What you should do. Copy out every line of the records below word for word, leaving out the pictures.

Entries from an annotation dataset

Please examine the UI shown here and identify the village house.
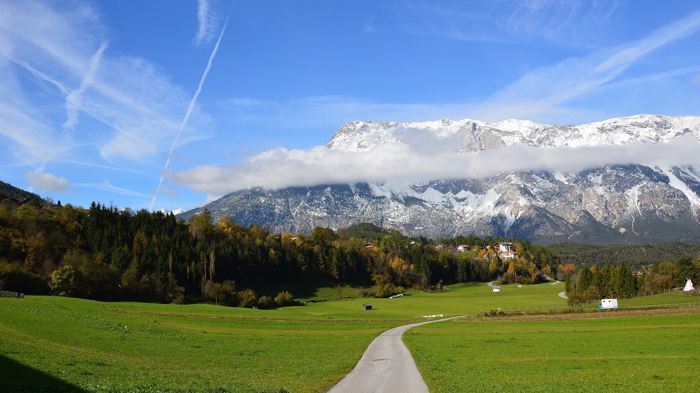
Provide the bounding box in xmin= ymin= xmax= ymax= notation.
xmin=493 ymin=243 xmax=517 ymax=259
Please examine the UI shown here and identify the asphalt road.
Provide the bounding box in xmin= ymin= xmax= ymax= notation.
xmin=328 ymin=317 xmax=459 ymax=393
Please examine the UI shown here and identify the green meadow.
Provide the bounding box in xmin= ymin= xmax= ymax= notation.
xmin=0 ymin=283 xmax=700 ymax=392
xmin=404 ymin=311 xmax=700 ymax=392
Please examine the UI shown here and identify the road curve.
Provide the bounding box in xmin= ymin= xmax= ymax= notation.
xmin=328 ymin=317 xmax=460 ymax=393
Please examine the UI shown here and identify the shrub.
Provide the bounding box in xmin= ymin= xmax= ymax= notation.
xmin=0 ymin=263 xmax=49 ymax=295
xmin=204 ymin=280 xmax=238 ymax=306
xmin=238 ymin=289 xmax=258 ymax=307
xmin=275 ymin=291 xmax=294 ymax=307
xmin=49 ymin=265 xmax=82 ymax=296
xmin=258 ymin=296 xmax=275 ymax=309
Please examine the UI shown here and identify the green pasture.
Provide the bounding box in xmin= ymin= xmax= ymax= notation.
xmin=0 ymin=283 xmax=700 ymax=392
xmin=404 ymin=313 xmax=700 ymax=392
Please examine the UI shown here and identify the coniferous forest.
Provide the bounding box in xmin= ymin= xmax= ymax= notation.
xmin=0 ymin=191 xmax=559 ymax=307
xmin=0 ymin=185 xmax=700 ymax=308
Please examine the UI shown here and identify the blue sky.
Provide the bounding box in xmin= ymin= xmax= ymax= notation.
xmin=0 ymin=0 xmax=700 ymax=210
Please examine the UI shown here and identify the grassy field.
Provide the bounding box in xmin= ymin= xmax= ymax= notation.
xmin=0 ymin=283 xmax=700 ymax=392
xmin=404 ymin=310 xmax=700 ymax=392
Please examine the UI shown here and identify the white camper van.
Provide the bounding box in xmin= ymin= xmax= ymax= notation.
xmin=598 ymin=299 xmax=617 ymax=310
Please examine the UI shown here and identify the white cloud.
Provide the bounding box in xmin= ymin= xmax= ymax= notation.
xmin=63 ymin=44 xmax=107 ymax=129
xmin=397 ymin=0 xmax=623 ymax=47
xmin=26 ymin=172 xmax=70 ymax=192
xmin=470 ymin=11 xmax=700 ymax=120
xmin=74 ymin=180 xmax=151 ymax=199
xmin=151 ymin=14 xmax=228 ymax=210
xmin=170 ymin=135 xmax=700 ymax=195
xmin=222 ymin=11 xmax=700 ymax=128
xmin=194 ymin=0 xmax=216 ymax=45
xmin=0 ymin=0 xmax=210 ymax=162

Answer to the problem.
Please examine the UI shown here and identify the village house.
Provide the bounding box in xmin= ymin= xmax= ymax= notation.
xmin=493 ymin=243 xmax=517 ymax=259
Please examine the UI shown here and identify the asphalt road.
Provide the bounding box in xmin= ymin= xmax= ymax= notation.
xmin=328 ymin=317 xmax=459 ymax=393
Please examine the UI shown here and identify the green meadow.
Provide the bounding box in xmin= ymin= xmax= ymax= notation.
xmin=0 ymin=283 xmax=700 ymax=392
xmin=404 ymin=311 xmax=700 ymax=392
Please examine the UI shown here and identify the road curve.
Provide the bounding box in xmin= ymin= xmax= ymax= notation.
xmin=328 ymin=317 xmax=460 ymax=393
Please examine the UI shown here and identify the shrub.
Provide the bounding box in xmin= ymin= xmax= ymax= notation.
xmin=0 ymin=263 xmax=49 ymax=295
xmin=204 ymin=280 xmax=238 ymax=306
xmin=238 ymin=289 xmax=258 ymax=307
xmin=275 ymin=291 xmax=294 ymax=307
xmin=49 ymin=265 xmax=82 ymax=296
xmin=258 ymin=296 xmax=275 ymax=309
Please examine the UI shown here and identify the green pasture.
Provide the bounding box in xmin= ymin= xmax= ymax= notation.
xmin=0 ymin=283 xmax=700 ymax=392
xmin=404 ymin=313 xmax=700 ymax=392
Please examine the UI shown here and identify the coniferous forest.
Provide the bounding box in xmin= ymin= xmax= ymax= notation.
xmin=0 ymin=191 xmax=559 ymax=307
xmin=0 ymin=185 xmax=700 ymax=308
Please examine the UI shown here and identify the blue sky.
Provide the bounding box in xmin= ymin= xmax= ymax= notation.
xmin=0 ymin=0 xmax=700 ymax=210
Please examine the UI shown here and identify the grassy field.
Provide the bounding box in xmin= ymin= xmax= ymax= notation.
xmin=0 ymin=283 xmax=700 ymax=392
xmin=404 ymin=310 xmax=700 ymax=392
Please examine the UI shown here and identify the white camper van.
Provide the bounding box in xmin= ymin= xmax= ymax= notation.
xmin=598 ymin=299 xmax=617 ymax=310
Please examine the UI shown here and identify the white cloud.
Provide the bounding box in xmin= ymin= xmax= ymax= notation.
xmin=63 ymin=44 xmax=107 ymax=129
xmin=397 ymin=0 xmax=623 ymax=47
xmin=26 ymin=172 xmax=70 ymax=192
xmin=470 ymin=11 xmax=700 ymax=120
xmin=74 ymin=180 xmax=151 ymax=199
xmin=151 ymin=14 xmax=228 ymax=210
xmin=170 ymin=135 xmax=700 ymax=195
xmin=222 ymin=11 xmax=700 ymax=128
xmin=194 ymin=0 xmax=216 ymax=45
xmin=0 ymin=0 xmax=210 ymax=162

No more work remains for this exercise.